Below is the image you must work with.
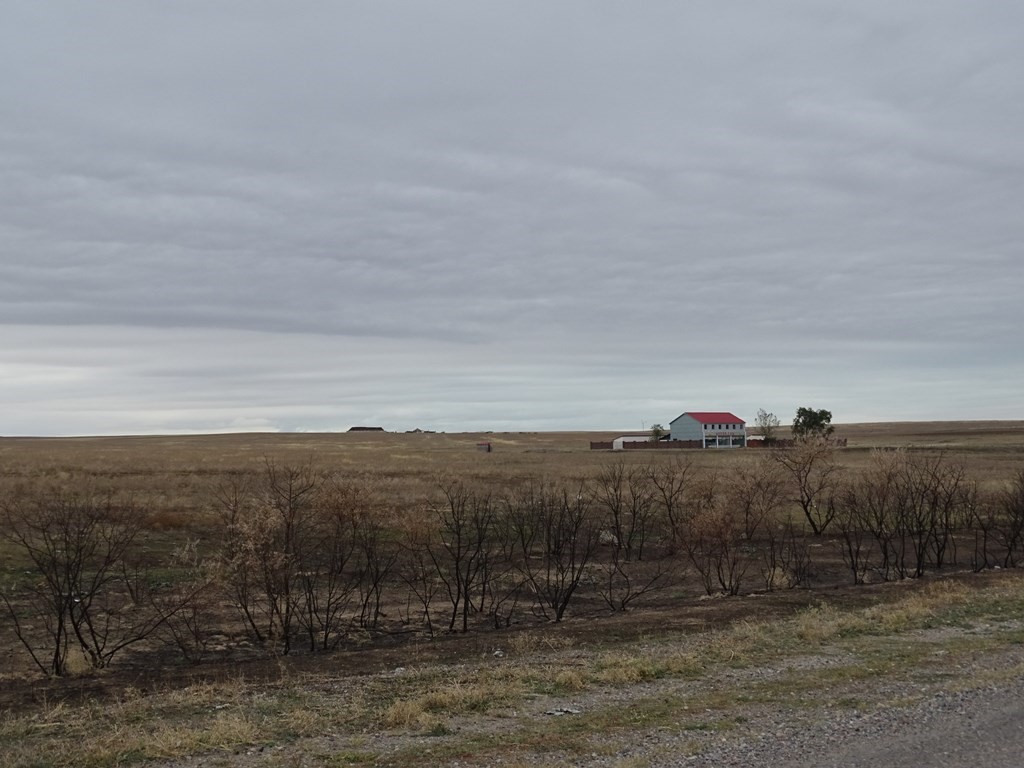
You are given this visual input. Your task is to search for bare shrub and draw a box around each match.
[686,504,751,595]
[770,437,839,536]
[427,480,498,632]
[0,494,171,676]
[505,480,599,622]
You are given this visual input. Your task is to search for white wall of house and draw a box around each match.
[669,414,703,440]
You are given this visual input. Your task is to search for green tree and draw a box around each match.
[793,408,836,439]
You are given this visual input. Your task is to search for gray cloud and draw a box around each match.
[0,0,1024,434]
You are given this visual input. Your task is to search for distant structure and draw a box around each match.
[669,411,746,449]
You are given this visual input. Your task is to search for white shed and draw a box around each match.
[670,411,746,447]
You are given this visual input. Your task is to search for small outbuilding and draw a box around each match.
[611,433,651,451]
[669,411,746,447]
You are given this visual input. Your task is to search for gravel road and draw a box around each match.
[692,680,1024,768]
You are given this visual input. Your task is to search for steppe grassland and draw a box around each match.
[0,422,1024,518]
[0,422,1024,765]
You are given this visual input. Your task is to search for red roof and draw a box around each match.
[673,411,746,424]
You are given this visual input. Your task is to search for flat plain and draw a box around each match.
[0,422,1024,766]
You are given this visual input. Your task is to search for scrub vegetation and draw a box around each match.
[0,423,1024,765]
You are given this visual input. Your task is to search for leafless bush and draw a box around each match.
[593,461,657,562]
[505,480,599,622]
[427,480,498,632]
[761,520,811,591]
[770,437,839,536]
[686,504,751,595]
[0,495,172,676]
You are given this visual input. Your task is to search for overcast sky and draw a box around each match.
[0,0,1024,435]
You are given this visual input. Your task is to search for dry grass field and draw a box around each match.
[0,422,1024,766]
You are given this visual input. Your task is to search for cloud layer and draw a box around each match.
[0,0,1024,434]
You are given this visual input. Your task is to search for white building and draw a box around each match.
[611,434,650,451]
[669,411,746,447]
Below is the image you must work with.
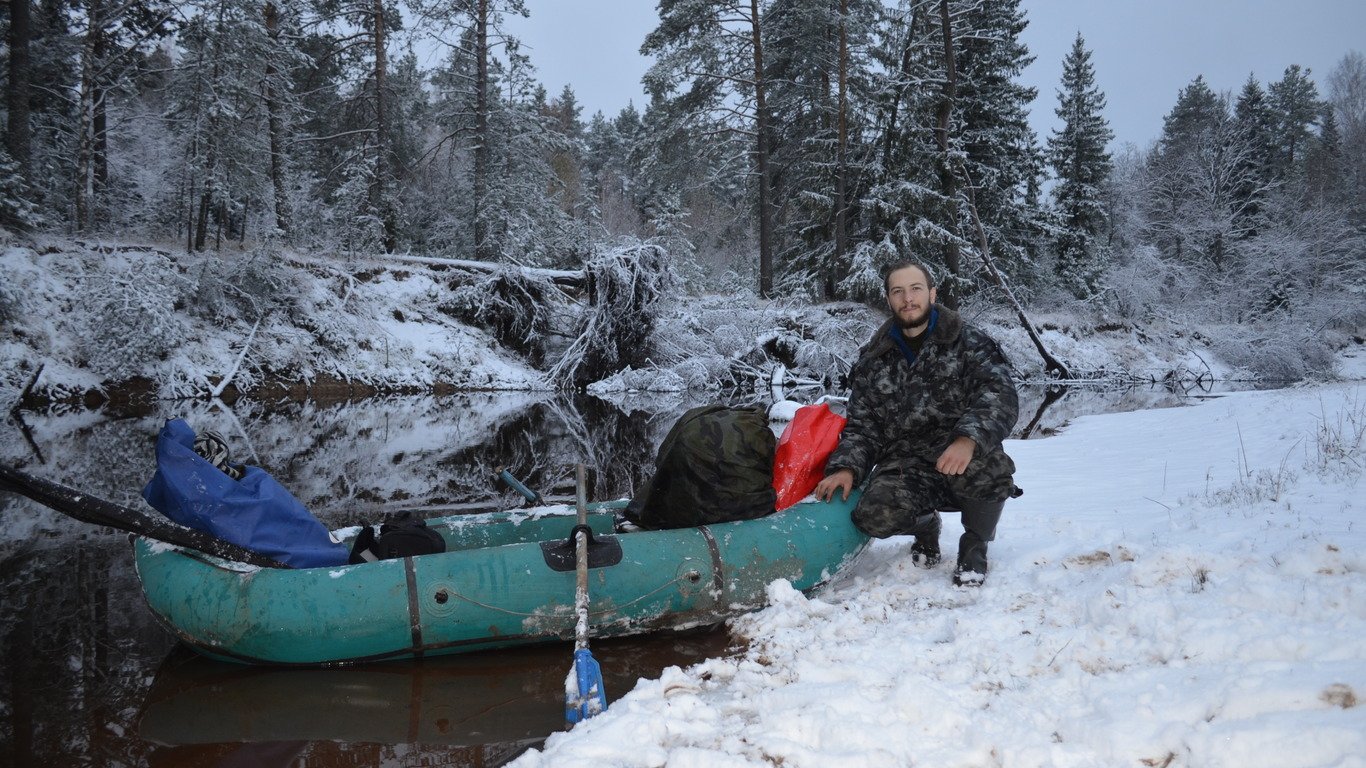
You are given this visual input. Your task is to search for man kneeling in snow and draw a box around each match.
[816,261,1019,586]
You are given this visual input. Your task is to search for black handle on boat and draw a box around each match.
[0,463,290,568]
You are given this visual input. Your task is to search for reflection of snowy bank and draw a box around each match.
[514,384,1366,768]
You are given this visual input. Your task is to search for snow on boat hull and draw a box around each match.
[134,495,867,664]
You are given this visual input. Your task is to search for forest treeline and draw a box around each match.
[0,0,1366,377]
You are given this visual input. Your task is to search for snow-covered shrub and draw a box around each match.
[79,253,189,381]
[1106,246,1197,323]
[186,249,298,327]
[550,243,673,385]
[840,239,897,303]
[438,269,560,362]
[0,265,23,325]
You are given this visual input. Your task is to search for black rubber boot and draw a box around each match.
[911,512,944,568]
[953,499,1005,586]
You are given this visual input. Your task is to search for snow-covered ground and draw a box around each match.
[514,353,1366,768]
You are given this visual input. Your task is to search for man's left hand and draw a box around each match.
[934,435,977,474]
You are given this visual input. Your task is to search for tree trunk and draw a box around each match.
[750,0,773,298]
[263,3,294,236]
[370,0,398,253]
[934,0,967,309]
[825,0,850,299]
[474,0,494,261]
[74,0,104,232]
[5,0,33,179]
[882,5,921,174]
[90,27,109,191]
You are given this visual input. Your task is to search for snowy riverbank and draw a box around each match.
[0,239,1349,409]
[514,353,1366,768]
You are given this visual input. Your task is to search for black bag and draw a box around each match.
[626,406,777,529]
[350,512,445,563]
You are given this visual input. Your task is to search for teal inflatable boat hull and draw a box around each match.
[134,495,867,666]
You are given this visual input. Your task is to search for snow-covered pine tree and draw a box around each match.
[1145,77,1242,266]
[1266,64,1324,179]
[641,0,773,297]
[168,0,273,250]
[1233,75,1276,236]
[949,0,1044,286]
[583,104,643,236]
[765,0,882,298]
[486,44,591,268]
[1328,51,1366,224]
[0,146,42,231]
[1048,33,1115,299]
[70,0,178,231]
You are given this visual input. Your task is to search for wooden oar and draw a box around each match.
[0,456,290,568]
[564,465,607,726]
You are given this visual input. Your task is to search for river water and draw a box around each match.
[0,388,1240,768]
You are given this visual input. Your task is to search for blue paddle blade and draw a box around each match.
[564,648,607,726]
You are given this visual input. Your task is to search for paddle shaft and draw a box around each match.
[0,456,288,568]
[574,465,589,649]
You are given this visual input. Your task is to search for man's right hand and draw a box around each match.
[814,469,854,502]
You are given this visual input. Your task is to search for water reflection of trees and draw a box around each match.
[0,387,1267,767]
[0,532,173,768]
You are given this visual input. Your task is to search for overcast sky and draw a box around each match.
[511,0,1366,146]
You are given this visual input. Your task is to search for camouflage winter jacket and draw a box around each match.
[826,305,1019,499]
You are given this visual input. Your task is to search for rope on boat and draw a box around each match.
[431,574,688,619]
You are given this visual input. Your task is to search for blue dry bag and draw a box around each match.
[142,418,348,568]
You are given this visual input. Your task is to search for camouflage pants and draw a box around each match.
[854,451,1015,574]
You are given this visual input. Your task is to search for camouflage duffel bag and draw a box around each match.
[626,406,777,529]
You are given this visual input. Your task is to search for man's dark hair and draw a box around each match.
[882,258,934,294]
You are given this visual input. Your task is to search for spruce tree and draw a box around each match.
[1048,33,1115,298]
[1233,75,1276,236]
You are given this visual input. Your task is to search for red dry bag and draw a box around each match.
[773,403,844,510]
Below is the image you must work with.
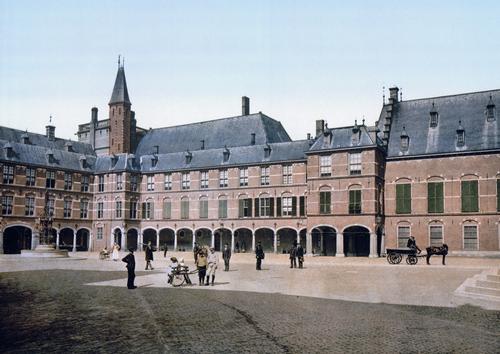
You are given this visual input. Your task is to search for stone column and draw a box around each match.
[71,230,76,252]
[306,232,313,256]
[335,232,345,257]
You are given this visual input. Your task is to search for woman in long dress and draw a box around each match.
[111,243,120,261]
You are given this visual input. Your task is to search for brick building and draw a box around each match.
[0,65,500,257]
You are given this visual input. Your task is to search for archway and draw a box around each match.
[311,226,337,256]
[214,229,231,252]
[59,227,74,251]
[76,229,90,252]
[234,228,252,253]
[255,228,274,252]
[277,227,297,253]
[194,228,212,247]
[3,226,32,254]
[142,229,156,250]
[177,229,193,252]
[160,229,175,251]
[127,229,139,251]
[344,226,370,257]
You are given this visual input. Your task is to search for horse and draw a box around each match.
[425,243,448,265]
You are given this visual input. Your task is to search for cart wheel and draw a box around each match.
[406,254,418,265]
[172,274,185,287]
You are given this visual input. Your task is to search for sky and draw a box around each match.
[0,0,500,140]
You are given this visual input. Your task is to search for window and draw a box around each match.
[26,167,36,187]
[3,165,14,184]
[182,172,191,189]
[80,175,90,192]
[64,198,71,218]
[24,196,35,216]
[238,198,252,218]
[98,176,104,192]
[319,155,332,177]
[80,199,89,219]
[260,166,270,186]
[116,173,123,191]
[427,182,444,213]
[240,167,248,187]
[129,200,137,219]
[283,165,292,184]
[349,152,361,175]
[165,173,172,191]
[219,198,227,219]
[462,181,479,213]
[45,171,56,188]
[398,226,410,247]
[163,199,172,219]
[142,199,154,220]
[429,225,443,247]
[396,183,411,214]
[2,195,14,215]
[146,175,155,192]
[464,225,477,251]
[219,170,228,188]
[130,175,139,192]
[181,197,189,219]
[349,189,361,214]
[200,171,208,189]
[97,202,104,219]
[319,192,332,214]
[64,173,73,191]
[115,200,122,218]
[200,197,208,219]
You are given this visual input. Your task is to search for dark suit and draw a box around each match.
[122,252,135,289]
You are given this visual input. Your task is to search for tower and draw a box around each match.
[109,57,132,154]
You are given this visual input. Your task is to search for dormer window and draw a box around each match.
[457,120,465,147]
[486,95,496,122]
[401,126,410,151]
[429,102,439,128]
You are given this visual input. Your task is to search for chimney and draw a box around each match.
[316,119,325,137]
[91,107,98,125]
[241,96,250,116]
[45,125,56,141]
[389,87,399,103]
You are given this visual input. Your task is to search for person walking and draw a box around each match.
[297,243,304,269]
[255,241,264,270]
[195,250,208,286]
[205,247,219,286]
[288,241,297,268]
[222,243,231,272]
[122,248,137,289]
[145,241,154,270]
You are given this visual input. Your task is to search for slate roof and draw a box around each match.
[379,90,500,158]
[109,66,131,104]
[135,112,291,156]
[309,125,381,152]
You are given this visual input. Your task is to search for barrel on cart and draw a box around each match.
[387,248,419,265]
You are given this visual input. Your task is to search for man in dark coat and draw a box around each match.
[255,241,264,270]
[222,243,231,272]
[146,241,154,270]
[122,248,137,289]
[297,243,304,268]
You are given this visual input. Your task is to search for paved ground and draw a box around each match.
[0,254,500,353]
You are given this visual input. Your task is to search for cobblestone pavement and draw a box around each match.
[0,270,500,353]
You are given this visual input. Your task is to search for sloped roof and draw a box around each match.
[379,90,500,157]
[135,112,291,156]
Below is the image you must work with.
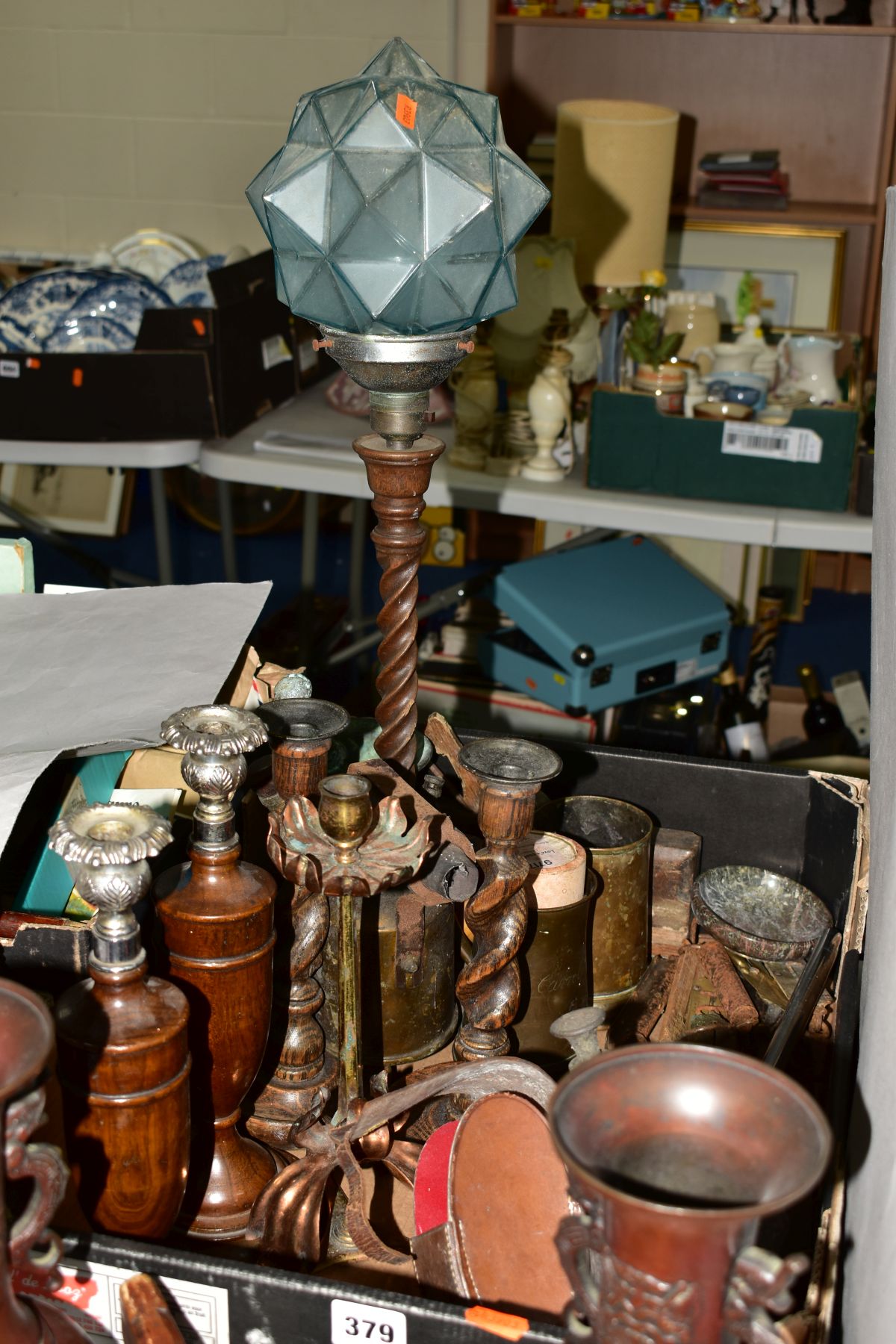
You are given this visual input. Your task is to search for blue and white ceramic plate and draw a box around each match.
[70,272,172,337]
[0,270,109,344]
[0,313,40,355]
[161,252,224,308]
[43,314,134,355]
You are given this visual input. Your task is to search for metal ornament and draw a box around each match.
[155,706,277,1240]
[50,803,190,1239]
[252,679,349,1148]
[550,1045,832,1344]
[454,738,563,1060]
[158,704,267,853]
[0,980,87,1344]
[50,803,173,971]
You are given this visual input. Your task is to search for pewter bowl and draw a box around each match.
[691,865,832,961]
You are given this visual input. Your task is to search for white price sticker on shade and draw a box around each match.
[721,420,821,462]
[331,1297,407,1344]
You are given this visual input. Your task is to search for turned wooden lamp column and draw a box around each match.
[454,738,563,1060]
[50,803,190,1238]
[155,706,277,1240]
[314,326,476,773]
[252,691,348,1148]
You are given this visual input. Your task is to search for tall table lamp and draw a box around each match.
[551,98,679,289]
[247,37,550,770]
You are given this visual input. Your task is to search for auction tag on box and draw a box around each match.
[721,422,821,462]
[12,1258,230,1344]
[331,1297,407,1344]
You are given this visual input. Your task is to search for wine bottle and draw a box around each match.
[797,662,844,738]
[718,662,768,761]
[744,586,785,723]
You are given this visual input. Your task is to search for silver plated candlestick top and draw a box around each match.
[50,803,172,971]
[160,704,267,853]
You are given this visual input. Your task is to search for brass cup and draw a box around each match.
[317,774,373,850]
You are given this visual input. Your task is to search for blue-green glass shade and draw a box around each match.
[246,37,551,335]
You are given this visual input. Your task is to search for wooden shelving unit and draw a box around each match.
[489,0,896,344]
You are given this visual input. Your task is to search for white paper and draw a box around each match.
[12,1258,230,1344]
[721,420,822,462]
[0,583,271,855]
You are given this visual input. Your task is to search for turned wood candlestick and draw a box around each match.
[0,980,87,1344]
[155,706,277,1240]
[246,692,348,1148]
[320,326,476,771]
[50,803,190,1238]
[454,738,563,1060]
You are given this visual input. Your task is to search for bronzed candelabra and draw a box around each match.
[454,738,563,1060]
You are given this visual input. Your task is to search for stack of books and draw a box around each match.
[697,149,790,210]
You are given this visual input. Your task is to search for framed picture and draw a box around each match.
[0,465,134,536]
[665,219,846,331]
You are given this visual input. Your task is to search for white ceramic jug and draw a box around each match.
[778,336,842,406]
[691,341,762,378]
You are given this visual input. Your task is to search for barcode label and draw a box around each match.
[721,422,821,462]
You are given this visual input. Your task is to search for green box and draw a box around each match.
[587,390,859,512]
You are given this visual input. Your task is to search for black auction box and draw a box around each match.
[0,252,327,442]
[22,732,868,1344]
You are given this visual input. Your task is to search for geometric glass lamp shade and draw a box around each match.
[246,37,550,336]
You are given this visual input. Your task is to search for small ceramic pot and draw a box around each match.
[632,364,688,415]
[693,402,752,420]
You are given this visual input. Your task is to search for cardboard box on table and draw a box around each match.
[587,388,859,512]
[16,734,868,1344]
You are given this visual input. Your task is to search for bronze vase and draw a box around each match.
[550,1045,832,1344]
[536,794,654,1008]
[0,980,87,1344]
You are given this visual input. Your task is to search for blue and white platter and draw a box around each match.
[0,270,109,348]
[43,314,134,355]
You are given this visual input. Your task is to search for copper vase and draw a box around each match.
[550,1045,832,1344]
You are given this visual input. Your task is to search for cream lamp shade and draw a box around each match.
[551,98,679,285]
::::::::
→ GIVEN EXERCISE
Rewrite the rows above as a numbered list, leaving out any blank lines. Start with the line containing "tower and draw a box around each match." and end with the line containing "[389,87,399,103]", including both of those lines.

→ RESPONSE TO THIS EXERCISE
1. You are given this visual input. Your task is to search for tower and draw a box around each match.
2. [109,57,132,154]
3. You are given this visual input. Your task is to search for dormer window and draw a box around each match.
4. [457,120,465,147]
5. [486,95,496,122]
6. [401,126,410,151]
7. [429,102,439,128]
8. You are given this visual input. Your task is to search for chimney and draw a box around each match.
9. [316,119,325,137]
10. [91,107,98,125]
11. [241,96,250,116]
12. [45,125,56,141]
13. [389,87,399,103]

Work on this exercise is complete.